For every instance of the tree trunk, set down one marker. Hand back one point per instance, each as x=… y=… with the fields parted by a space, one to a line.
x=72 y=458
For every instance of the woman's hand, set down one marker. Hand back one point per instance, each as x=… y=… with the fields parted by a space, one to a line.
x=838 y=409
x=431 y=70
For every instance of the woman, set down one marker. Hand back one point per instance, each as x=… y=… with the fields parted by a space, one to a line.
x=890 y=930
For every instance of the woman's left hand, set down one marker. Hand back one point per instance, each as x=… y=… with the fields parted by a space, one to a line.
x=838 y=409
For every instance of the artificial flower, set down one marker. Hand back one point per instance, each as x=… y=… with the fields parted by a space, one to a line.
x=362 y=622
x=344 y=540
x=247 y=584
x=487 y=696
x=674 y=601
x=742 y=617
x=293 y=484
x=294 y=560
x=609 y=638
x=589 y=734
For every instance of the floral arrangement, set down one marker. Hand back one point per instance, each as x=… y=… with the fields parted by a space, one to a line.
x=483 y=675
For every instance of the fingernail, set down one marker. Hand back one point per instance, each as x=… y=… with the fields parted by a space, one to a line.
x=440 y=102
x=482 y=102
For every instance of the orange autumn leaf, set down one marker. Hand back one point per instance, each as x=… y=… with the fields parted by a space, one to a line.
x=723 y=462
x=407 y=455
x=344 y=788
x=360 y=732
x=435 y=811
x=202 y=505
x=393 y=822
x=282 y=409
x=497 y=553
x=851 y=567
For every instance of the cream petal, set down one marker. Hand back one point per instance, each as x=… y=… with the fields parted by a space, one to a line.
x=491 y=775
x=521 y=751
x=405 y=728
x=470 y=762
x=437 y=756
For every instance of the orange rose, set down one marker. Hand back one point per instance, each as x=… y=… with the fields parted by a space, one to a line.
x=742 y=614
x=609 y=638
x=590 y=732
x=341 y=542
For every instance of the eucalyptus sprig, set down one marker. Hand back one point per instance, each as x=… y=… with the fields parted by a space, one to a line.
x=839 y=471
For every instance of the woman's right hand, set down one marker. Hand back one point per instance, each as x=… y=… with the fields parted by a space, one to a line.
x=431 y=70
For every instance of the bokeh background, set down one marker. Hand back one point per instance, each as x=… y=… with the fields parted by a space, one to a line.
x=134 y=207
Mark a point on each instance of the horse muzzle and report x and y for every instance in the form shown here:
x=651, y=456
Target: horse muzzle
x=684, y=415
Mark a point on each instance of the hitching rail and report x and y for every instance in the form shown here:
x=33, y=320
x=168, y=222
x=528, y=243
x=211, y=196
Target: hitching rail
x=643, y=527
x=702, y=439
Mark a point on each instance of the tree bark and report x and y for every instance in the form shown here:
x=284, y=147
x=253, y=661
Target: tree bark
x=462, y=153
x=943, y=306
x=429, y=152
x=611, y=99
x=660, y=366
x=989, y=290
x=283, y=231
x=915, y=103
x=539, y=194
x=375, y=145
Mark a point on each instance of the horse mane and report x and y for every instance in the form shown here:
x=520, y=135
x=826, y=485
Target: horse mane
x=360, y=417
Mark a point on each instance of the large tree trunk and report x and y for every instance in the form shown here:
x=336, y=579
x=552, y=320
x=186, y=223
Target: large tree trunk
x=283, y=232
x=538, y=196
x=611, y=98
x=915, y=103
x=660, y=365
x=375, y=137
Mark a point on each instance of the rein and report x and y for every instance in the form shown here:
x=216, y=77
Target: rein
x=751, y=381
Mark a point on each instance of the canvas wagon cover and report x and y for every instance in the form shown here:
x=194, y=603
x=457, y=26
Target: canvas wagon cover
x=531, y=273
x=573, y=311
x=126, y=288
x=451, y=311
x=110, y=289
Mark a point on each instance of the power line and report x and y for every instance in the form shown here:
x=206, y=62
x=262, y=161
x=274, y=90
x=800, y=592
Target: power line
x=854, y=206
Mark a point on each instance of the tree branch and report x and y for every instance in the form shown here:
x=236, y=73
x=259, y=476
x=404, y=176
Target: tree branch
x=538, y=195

--

> _TASK BRIEF_
Give back the lines of the listing from the one with "x=194, y=603" through the end, both included, exactly as written and with nothing added.

> _SOLUTION TO THIS PROBLEM_
x=194, y=603
x=457, y=26
Target: canvas wagon cover
x=531, y=273
x=573, y=311
x=126, y=288
x=451, y=311
x=110, y=289
Mark a point on each instance of the power line and report x and y for every instance in the form shown here:
x=206, y=62
x=262, y=161
x=274, y=90
x=800, y=592
Target: power line
x=854, y=206
Mark a point on each instance of the tree branch and report x and y for every instance in the form shown here:
x=236, y=73
x=259, y=476
x=404, y=176
Target: tree branch
x=538, y=195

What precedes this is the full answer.